◆ Source excerpt:

******

Here is a rule that highlights variables in Unix shell scripts ("$CLASSPATH", "$IFS", etc):

<MARK_FOLLOWING TYPE="KEYWORD2">$</MARK_FOLLOWING>

The SEQ Rule

The SEQ rule highlights fixed sequences of text. The text to highlight is specified between opening and closing SEQ tags. The following attributes are supported:

  • TYPE - the token type to highlight the sequence with. See the section called "Token Types" for a list of token types

  • AT_LINE_START - If set to TRUE, the sequence will only be highlighted if it occurs at the beginning of a line

The following rules highlight a few Java operators:

<SEQ TYPE="OPERATOR">+</SEQ>
<SEQ TYPE="OPERATOR">-</SEQ>
<SEQ TYPE="OPERATOR">*</SEQ>
<SEQ TYPE="OPERATOR">/</SEQ>

The KEYWORDS Rule

There can only be one KEYWORDS tag per ruleset. The KEYWORDS rule defines keywords to highlight. Keywords are similar to SEQs, except that SEQs match anywhere in the text, whereas keywords only match whole words.

******

◆ Given entries:
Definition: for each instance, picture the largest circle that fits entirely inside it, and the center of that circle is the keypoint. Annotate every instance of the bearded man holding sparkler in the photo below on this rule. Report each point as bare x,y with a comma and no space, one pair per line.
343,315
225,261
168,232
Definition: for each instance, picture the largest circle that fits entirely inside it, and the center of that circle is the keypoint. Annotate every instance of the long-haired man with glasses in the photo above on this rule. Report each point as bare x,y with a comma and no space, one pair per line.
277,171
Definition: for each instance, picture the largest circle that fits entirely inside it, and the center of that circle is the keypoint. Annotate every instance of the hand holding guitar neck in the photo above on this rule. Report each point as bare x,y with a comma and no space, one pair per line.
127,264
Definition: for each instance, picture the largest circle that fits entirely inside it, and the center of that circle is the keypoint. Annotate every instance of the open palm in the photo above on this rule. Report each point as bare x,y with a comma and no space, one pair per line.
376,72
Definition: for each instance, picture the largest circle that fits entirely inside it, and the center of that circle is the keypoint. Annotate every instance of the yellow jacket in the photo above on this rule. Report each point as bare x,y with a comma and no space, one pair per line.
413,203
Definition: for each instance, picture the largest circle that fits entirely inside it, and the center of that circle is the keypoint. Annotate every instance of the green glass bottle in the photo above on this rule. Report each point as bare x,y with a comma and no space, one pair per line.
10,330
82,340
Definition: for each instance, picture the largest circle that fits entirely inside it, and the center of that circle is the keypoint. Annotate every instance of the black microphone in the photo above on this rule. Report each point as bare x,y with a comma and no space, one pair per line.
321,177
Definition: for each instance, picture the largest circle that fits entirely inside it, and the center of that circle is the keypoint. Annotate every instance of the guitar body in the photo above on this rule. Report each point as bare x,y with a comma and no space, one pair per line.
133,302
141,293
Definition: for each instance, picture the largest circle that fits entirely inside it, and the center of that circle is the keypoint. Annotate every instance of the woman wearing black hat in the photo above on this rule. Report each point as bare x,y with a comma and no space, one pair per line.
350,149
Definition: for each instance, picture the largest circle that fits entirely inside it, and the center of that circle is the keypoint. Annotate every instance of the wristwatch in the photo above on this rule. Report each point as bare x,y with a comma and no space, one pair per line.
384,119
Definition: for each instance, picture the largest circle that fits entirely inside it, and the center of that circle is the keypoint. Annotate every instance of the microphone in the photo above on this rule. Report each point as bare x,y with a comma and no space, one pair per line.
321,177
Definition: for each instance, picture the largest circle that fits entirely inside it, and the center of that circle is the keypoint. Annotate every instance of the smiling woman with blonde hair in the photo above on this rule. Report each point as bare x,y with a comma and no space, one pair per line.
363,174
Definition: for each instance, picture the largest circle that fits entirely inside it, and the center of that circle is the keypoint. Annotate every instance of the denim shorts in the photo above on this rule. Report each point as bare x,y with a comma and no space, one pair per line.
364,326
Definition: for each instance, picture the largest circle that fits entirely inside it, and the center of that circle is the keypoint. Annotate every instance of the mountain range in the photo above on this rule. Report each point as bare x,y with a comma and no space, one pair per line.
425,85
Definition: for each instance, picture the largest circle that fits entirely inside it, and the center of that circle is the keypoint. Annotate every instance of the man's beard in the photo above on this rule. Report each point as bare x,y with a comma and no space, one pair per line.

******

◆ Exercises to complete:
**a.** According to the highlighting rules excerpt, how many KEYWORDS tags can a ruleset contain?
**b.** Output the passage of the highlighting rules excerpt starting with "There can only" and going on through "match whole words.".
**c.** Continue the highlighting rules excerpt from the point where it stops.

◆ Results in order:
**a.** Only one.

**b.**
There can only be one KEYWORDS tag per ruleset. The KEYWORDS rule defines keywords to highlight. Keywords are similar to SEQs, except that SEQs match anywhere in the text, whereas keywords only match whole words.

**c.**
The KEYWORDS tag supports only one attribute, IGNORE_CASE. If set to FALSE, keywords will be case sensitive. Otherwise, case will not matter. Default is TRUE.

Each child element of the KEYWORDS tag should be named after the desired token type, with the keyword text between the start and end tags. For example, the following rule highlights the most common Java keywords:

<KEYWORDS IGNORE_CASE="FALSE">
   <KEYWORD1>if</KEYWORD1>
   <KEYWORD1>else</KEYWORD1>
   <KEYWORD3>int</KEYWORD3>
   <KEYWORD3>void</KEYWORD3>
</KEYWORDS>

Token Types

Parser rules can highlight tokens using any of the following token types:

  • NULL - no special highlighting is performed on tokens of type NULL

  • COMMENT1

  • COMMENT2

  • FUNCTION

  • INVALID - tokens of this type are automatically added if a NO_WORD_BREAK or NO_LINE_BREAK SPAN spans more than one word or line, respectively.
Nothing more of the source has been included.